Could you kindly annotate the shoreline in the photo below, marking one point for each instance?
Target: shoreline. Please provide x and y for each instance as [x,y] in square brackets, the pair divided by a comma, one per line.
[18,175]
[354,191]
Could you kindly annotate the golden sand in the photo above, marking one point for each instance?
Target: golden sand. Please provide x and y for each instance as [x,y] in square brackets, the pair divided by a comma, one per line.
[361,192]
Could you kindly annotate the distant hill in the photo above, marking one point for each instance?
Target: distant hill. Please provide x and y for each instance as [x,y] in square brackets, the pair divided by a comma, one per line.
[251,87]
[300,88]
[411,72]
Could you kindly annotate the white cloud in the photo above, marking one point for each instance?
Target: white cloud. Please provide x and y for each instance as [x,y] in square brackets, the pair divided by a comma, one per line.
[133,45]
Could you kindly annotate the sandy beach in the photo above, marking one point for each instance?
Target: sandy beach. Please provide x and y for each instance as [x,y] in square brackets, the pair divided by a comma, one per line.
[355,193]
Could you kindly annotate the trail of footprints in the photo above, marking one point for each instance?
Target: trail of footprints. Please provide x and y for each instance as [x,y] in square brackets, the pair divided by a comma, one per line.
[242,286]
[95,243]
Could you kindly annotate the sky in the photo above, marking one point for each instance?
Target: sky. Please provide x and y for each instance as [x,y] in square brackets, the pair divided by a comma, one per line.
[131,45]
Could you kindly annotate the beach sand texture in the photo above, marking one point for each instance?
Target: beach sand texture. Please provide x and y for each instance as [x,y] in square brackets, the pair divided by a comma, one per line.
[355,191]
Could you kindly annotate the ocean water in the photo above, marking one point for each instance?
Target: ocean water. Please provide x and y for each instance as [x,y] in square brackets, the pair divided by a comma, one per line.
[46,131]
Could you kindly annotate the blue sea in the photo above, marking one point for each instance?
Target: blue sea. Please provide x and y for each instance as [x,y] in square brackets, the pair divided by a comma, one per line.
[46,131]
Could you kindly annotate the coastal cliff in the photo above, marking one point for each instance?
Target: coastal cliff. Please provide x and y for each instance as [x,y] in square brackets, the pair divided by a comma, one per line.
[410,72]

-- DIRECTIONS --
Copy all of the items above word for word.

-- REPLY TO THE EXERCISE --
Could you kindly annotate the shoreline in the photo below, marking one point for each instance?
Target: shoreline. Please provide x and y for each instance as [x,y] in square brackets, the pair divided by a comma, one per line.
[18,175]
[354,191]
Could you kindly annotate the golden sand in the photo above, marking one point for each instance?
Target: golden sand. Please provide x and y for each instance as [x,y] in square brackets, the pair divided by a comma, one per line.
[361,192]
Could you kindly annotate the distant hill in the photo above, marking one point for each instance?
Target: distant hill. Please provide x and y for each instance as [x,y] in square brackets, the pair divided by a comma, one per line.
[251,87]
[300,88]
[411,72]
Could you kindly annotate the white cloud in the photo above, marking one point for each instance?
Target: white cloud. Please provide x and y for each instance as [x,y] in square brackets, the pair divided by a comma, one per line.
[133,45]
Could you kindly annotate the sandy beach in the photo above, marking one point for each instance?
Target: sandy beach. Please provide x and y for each instance as [x,y] in square brackets, the pair divided by a comma, one per line.
[355,193]
Could you kindly annotate the trail of footprints in the photo above, marking one point for each instance?
Target: trail of footprints. Please provide x and y for each instance as [x,y] in square brackets, the pair divided by a comma, one per line.
[242,286]
[95,243]
Could you kindly annotate the sky in the photo above, marking one point for each instance?
Target: sky. Please provide x and y for each instance as [x,y] in square brackets, the pair divided by a comma, one per line.
[131,45]
Could you kindly annotate the beach sand texture in the photo above, marking one point for each instance?
Target: beach sand texture. Please provide x and y for each instance as [x,y] in square brackets, the pair divided by a comma, one per line.
[355,191]
Could you kindly annotate the ocean water in the photo above, marking one point for each instance?
Target: ocean water. Please provide x and y for each instance as [x,y] in square brackets, the pair divided by a comma, one per line.
[46,131]
Could you kindly annotate the blue sea in the photo above, marking one point for each instance?
Target: blue sea. Please provide x and y for each instance as [x,y] in square brackets, the pair divided by a comma, one per line.
[46,131]
Could you kindly annotate the coastal cliff in the photo above, marking one point for each instance?
Target: coastal cliff. Please provide x and y for each instance as [x,y] in square brackets, the pair divided by a comma, one per line.
[410,72]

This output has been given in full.